Exercise requirements:
Output every line below verbatim, with no changes.

Dataset:
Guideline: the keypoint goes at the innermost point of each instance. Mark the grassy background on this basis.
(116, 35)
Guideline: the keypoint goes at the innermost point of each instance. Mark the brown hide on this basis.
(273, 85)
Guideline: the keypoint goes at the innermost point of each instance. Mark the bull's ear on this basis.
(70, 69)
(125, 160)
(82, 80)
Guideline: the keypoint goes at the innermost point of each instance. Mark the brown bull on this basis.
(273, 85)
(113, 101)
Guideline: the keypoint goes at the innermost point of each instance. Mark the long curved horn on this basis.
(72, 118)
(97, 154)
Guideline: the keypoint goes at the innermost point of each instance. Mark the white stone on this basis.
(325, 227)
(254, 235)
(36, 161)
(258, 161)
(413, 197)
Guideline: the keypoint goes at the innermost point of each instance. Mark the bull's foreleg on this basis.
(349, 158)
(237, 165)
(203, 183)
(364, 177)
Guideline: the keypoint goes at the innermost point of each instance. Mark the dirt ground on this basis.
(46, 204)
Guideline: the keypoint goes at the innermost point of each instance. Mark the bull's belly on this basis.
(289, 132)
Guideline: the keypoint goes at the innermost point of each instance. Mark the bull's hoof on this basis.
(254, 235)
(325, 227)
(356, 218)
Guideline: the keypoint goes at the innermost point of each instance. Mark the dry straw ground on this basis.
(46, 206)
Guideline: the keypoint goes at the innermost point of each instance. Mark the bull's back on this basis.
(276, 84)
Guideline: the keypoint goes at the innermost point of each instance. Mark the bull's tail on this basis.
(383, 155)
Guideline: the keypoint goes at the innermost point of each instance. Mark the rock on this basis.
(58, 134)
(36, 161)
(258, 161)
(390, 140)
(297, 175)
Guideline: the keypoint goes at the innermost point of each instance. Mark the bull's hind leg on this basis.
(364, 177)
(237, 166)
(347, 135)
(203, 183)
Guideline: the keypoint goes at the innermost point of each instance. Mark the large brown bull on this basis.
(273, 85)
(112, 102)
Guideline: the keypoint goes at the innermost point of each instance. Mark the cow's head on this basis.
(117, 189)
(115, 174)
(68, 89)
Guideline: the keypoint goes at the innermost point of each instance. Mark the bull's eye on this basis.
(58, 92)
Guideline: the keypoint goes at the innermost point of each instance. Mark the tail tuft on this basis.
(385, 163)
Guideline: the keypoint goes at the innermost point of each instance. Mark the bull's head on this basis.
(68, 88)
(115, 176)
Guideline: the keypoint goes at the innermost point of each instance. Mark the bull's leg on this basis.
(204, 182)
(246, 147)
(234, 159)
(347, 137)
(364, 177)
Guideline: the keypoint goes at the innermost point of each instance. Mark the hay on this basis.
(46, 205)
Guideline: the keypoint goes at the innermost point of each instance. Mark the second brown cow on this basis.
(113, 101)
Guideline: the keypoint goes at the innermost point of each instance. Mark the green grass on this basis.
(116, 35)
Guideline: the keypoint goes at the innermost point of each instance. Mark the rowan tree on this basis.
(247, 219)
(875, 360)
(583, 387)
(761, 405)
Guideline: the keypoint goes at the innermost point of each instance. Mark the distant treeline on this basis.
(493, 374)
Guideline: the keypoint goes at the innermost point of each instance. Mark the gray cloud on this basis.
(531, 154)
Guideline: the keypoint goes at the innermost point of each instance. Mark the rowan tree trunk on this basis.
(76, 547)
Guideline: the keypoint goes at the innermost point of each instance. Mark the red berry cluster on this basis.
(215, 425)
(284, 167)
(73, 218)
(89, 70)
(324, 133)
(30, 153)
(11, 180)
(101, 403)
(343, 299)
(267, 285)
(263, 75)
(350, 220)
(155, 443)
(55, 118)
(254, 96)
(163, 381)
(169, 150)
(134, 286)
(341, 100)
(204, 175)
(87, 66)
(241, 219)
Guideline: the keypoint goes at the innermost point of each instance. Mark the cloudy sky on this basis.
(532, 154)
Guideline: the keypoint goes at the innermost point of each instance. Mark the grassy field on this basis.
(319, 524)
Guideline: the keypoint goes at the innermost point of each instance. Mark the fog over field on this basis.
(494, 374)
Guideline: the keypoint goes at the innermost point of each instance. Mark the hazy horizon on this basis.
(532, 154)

Solution to this problem:
Guideline: the keypoint goes at the innermost point of each instance. Mark the grassy background on this basis.
(116, 35)
Guideline: the keypoint goes at the innermost point of each instance. Mark the brown hide on this basis.
(273, 85)
Guideline: the keypoint goes at the innermost point of each instance. Mark the bull's ear on this basis.
(70, 69)
(125, 160)
(82, 80)
Guideline: the keypoint goes at the innermost point of each instance. Mark the brown bull on this basis.
(273, 85)
(113, 101)
Guideline: the keypoint goes at the innermost point of each instance. Mark the long curved horn on this basis.
(72, 118)
(97, 154)
Guideline: the keypoint goes at the innermost point of each instance. Mark the white stone on this basis.
(325, 227)
(254, 235)
(36, 161)
(258, 161)
(413, 197)
Guideline: the keypoint goes at the innermost point of each instance. Mark the bull's foreleg on this basis.
(349, 158)
(237, 165)
(203, 183)
(364, 177)
Guideline: the keypoint goes at the innermost point of each instance. Mark the dirt ground on this basis.
(46, 204)
Guideline: the keypoint goes at the innermost point of each instance. Mark the bull's belly on this basis.
(289, 132)
Guideline: the keypoint goes at the innermost point of each instance. Mark the bull's hoof on this basis.
(254, 235)
(325, 227)
(356, 218)
Guideline: the keypoint goes at the innermost point of each instance. Mark the dry straw ground on this basis.
(46, 206)
Guideline: the keypoint goes at the innermost point of each instance. Mark the bull's back on this basis.
(276, 84)
Guideline: the keypoint goes at the innermost point of each instance. Mark the bull's tail on this basis.
(383, 155)
Guideline: the keypoint goes at the innermost point of each instance. Mark the rock on this basis.
(58, 134)
(36, 161)
(258, 161)
(390, 140)
(297, 175)
Guideline: the keypoint goes at the innermost point of each instance. Mark the bull's hind leg on this basis.
(364, 177)
(237, 166)
(347, 135)
(203, 183)
Guideline: the keypoint goes at the innermost point of each instance. Mark the large brown bull on this basis.
(273, 85)
(112, 102)
Guideline: the keypoint goes at the innermost point of each instance. Mark the cow's head on this basis.
(117, 189)
(115, 174)
(68, 89)
Guideline: the keypoint goes at the innermost point of each instance. Mark the bull's eye on this basis.
(58, 92)
Guideline: the keypoint goes at the innermost point of each instance. Mark the tail tuft on this basis.
(385, 163)
Guideline: the keypoint goes at the innermost point of each instance. Mark the bull's head on this basis.
(68, 88)
(115, 176)
Guideline: the keypoint goes at the innermost point of each instance. Mark the bull's leg on this basis.
(204, 182)
(246, 147)
(234, 159)
(347, 137)
(364, 177)
Guideline: the keypoint goes at the innermost point of each instance. Mark the hay on this basis.
(46, 205)
Guideline: the keypoint goes at the innermost point of each instance. Mark the second brown cow on this basis.
(113, 101)
Guideline: the keypoint goes at the innermost point of each instance. Mark the green grass on this basis.
(116, 35)
Guideline: the keypoint goes at the innermost point of each instance. Mark the rowan tree on this basis.
(247, 219)
(875, 360)
(583, 387)
(761, 405)
Guideline: the keypoint goes at the innermost point of each instance. Mark the distant treeline on this basis.
(493, 374)
Guideline: the keypoint goes at the innermost point of each instance. Mark the gray cloud on this basis.
(531, 154)
Guideline: the keypoint goes at the innermost point of each instance. Mark the rowan tree trunk on this basis.
(76, 547)
Guideline: the keypoint goes at the innermost point of each instance. Mark the red berry cluster on this basis.
(215, 425)
(284, 167)
(73, 218)
(89, 70)
(324, 133)
(30, 153)
(11, 180)
(101, 403)
(343, 299)
(267, 285)
(263, 75)
(350, 220)
(155, 443)
(55, 118)
(254, 96)
(163, 381)
(169, 150)
(134, 286)
(341, 100)
(204, 175)
(87, 66)
(241, 219)
Guideline: the keypoint goes at the innermost point of each instance. Mark the cloudy sky on this basis.
(532, 154)
Guideline: the keypoint goes at the innermost point of each instance. Mark the grassy field on this basis.
(319, 524)
Guideline: the keypoint goes at the innermost point of each instance. Mark the fog over field on this basis.
(494, 374)
Guideline: the keypoint goes at the innermost point of each instance. Mark the hazy horizon on this basis.
(532, 154)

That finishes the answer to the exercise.